--- AIM ---
Gather each line of the items below in which the word "green" appears.

--- DATASET RECORDS ---
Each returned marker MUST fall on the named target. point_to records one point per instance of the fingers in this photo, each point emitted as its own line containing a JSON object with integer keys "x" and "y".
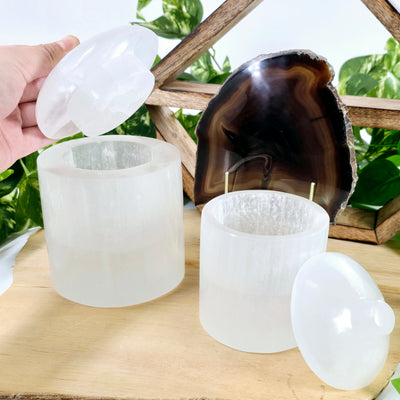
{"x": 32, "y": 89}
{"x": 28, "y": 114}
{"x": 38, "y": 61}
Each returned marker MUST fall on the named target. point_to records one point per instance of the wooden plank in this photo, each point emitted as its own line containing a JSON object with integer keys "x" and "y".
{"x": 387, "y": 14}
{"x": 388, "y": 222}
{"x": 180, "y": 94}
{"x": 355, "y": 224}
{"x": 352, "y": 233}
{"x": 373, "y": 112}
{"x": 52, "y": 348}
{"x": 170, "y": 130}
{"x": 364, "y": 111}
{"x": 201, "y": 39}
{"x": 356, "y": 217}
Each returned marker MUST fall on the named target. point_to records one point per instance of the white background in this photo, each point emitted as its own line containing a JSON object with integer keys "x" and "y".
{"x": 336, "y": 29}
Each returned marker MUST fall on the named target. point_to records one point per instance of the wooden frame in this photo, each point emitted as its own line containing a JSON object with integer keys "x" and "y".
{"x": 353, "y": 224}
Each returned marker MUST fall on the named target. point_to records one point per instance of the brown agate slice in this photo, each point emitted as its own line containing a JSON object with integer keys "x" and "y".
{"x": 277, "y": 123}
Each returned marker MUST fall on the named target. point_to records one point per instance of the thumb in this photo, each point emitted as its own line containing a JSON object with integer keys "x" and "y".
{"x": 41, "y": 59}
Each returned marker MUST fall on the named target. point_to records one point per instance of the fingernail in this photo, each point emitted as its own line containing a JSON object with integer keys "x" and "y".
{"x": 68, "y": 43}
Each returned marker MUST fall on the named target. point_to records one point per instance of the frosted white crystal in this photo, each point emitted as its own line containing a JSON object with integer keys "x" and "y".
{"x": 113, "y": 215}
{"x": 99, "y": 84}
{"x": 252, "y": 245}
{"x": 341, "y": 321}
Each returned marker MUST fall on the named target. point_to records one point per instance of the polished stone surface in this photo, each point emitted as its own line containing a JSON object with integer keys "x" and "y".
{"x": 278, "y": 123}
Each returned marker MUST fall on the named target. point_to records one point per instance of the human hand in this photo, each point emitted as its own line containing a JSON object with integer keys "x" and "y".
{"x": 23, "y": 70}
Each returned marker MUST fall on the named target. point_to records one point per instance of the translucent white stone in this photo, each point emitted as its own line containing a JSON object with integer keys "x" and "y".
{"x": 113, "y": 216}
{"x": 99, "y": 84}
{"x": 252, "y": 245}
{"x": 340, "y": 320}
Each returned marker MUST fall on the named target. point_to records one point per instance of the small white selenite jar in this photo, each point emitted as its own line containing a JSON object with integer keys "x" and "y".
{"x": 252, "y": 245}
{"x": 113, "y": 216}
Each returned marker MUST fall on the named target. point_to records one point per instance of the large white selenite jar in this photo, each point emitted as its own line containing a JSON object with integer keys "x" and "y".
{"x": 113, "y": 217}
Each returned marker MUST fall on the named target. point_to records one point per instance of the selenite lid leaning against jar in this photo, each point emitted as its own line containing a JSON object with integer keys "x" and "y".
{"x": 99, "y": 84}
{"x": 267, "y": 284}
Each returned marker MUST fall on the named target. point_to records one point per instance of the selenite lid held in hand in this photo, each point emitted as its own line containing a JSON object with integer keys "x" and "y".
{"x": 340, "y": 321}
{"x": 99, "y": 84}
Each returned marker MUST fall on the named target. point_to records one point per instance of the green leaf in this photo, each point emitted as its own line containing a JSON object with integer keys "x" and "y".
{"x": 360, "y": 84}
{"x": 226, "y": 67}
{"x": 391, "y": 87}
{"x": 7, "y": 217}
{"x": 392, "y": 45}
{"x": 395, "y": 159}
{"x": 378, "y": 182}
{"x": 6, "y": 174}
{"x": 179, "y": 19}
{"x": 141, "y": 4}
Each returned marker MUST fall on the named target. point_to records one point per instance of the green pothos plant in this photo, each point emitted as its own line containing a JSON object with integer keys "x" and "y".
==
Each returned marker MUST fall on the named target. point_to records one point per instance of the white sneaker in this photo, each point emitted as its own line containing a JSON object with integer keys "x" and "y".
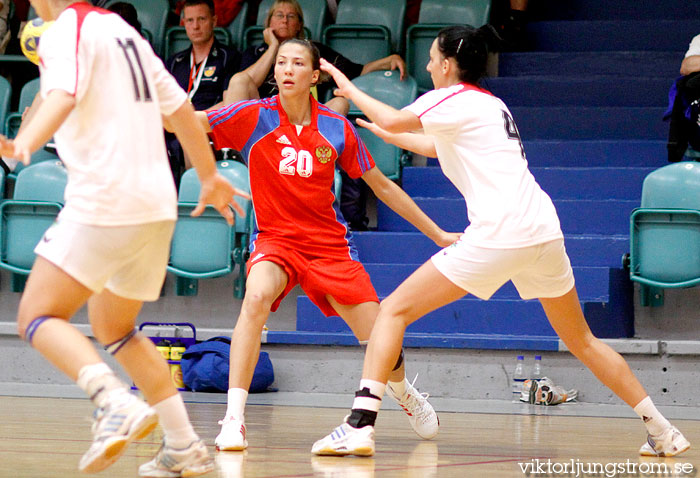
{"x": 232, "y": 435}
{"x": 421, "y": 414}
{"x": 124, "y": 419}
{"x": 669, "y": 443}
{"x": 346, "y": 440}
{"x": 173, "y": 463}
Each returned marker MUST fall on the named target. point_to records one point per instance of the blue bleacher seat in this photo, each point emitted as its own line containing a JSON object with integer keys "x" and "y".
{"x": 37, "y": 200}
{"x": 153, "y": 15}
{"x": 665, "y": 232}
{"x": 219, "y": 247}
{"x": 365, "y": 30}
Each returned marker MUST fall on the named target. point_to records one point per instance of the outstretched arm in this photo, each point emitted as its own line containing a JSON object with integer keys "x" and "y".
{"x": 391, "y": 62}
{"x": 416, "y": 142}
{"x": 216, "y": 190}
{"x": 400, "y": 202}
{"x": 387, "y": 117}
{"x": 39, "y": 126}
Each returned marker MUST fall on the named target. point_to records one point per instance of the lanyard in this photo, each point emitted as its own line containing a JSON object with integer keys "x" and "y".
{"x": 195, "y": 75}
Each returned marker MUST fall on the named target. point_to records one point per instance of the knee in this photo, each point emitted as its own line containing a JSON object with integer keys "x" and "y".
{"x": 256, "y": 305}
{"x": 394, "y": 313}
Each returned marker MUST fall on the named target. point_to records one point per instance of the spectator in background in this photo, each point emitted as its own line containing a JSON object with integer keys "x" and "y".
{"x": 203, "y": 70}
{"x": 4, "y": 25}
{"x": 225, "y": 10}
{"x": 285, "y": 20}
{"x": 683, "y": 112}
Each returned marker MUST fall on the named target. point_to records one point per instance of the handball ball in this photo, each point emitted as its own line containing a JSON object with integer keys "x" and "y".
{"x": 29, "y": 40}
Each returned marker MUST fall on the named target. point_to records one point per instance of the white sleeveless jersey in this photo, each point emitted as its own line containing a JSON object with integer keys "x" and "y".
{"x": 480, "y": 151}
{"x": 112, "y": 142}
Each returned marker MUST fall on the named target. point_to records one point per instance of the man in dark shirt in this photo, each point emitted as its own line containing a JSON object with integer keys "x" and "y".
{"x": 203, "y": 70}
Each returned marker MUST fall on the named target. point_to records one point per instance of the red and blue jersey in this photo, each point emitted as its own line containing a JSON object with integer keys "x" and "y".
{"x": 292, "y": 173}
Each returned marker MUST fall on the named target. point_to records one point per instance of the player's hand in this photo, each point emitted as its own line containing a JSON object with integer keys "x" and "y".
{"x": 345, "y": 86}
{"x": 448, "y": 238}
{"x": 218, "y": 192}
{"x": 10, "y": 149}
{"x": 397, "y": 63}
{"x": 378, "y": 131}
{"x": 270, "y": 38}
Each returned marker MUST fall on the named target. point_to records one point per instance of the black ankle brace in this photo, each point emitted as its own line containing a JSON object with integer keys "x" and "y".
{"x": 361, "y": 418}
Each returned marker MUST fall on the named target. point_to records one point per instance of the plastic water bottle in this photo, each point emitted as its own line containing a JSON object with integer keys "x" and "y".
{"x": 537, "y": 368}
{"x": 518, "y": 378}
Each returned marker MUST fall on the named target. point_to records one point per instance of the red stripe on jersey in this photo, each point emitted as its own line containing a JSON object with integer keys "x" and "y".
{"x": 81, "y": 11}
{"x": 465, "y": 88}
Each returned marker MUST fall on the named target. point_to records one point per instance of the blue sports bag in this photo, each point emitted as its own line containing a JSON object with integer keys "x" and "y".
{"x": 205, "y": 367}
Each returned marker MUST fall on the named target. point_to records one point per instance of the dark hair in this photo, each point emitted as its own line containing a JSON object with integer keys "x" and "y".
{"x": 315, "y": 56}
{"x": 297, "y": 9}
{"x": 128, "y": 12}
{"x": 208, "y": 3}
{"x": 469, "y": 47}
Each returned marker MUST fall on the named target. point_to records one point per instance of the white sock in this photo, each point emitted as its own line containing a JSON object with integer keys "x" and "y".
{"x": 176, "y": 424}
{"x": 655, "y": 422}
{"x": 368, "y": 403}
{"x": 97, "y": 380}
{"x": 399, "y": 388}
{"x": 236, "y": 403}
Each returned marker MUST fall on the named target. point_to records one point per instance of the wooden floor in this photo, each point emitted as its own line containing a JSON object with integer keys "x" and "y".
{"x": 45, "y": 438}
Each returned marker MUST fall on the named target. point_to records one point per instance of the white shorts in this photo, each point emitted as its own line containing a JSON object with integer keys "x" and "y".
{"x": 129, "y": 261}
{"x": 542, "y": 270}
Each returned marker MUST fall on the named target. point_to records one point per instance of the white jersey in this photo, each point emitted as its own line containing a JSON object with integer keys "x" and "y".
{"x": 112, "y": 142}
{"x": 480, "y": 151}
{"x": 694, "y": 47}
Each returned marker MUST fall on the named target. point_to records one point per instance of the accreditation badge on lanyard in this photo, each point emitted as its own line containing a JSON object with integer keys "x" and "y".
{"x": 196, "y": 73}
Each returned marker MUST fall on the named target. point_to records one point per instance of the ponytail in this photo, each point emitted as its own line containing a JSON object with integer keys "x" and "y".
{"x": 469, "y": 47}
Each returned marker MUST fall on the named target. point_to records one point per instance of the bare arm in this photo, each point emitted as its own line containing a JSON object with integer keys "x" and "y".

--- FINISHED ANSWER ---
Each returned marker MUST fall on the named target. point_to records one point per instance of the green leaf in this photo, each point emitted as its own line containing a JSON object with integer keys "x" and "y".
Each returned marker MUST fall on the named target. point_to records one point per instance of the green pothos plant in this photo, each point emitted as its own line containing a JSON object with integer keys "x" and "y".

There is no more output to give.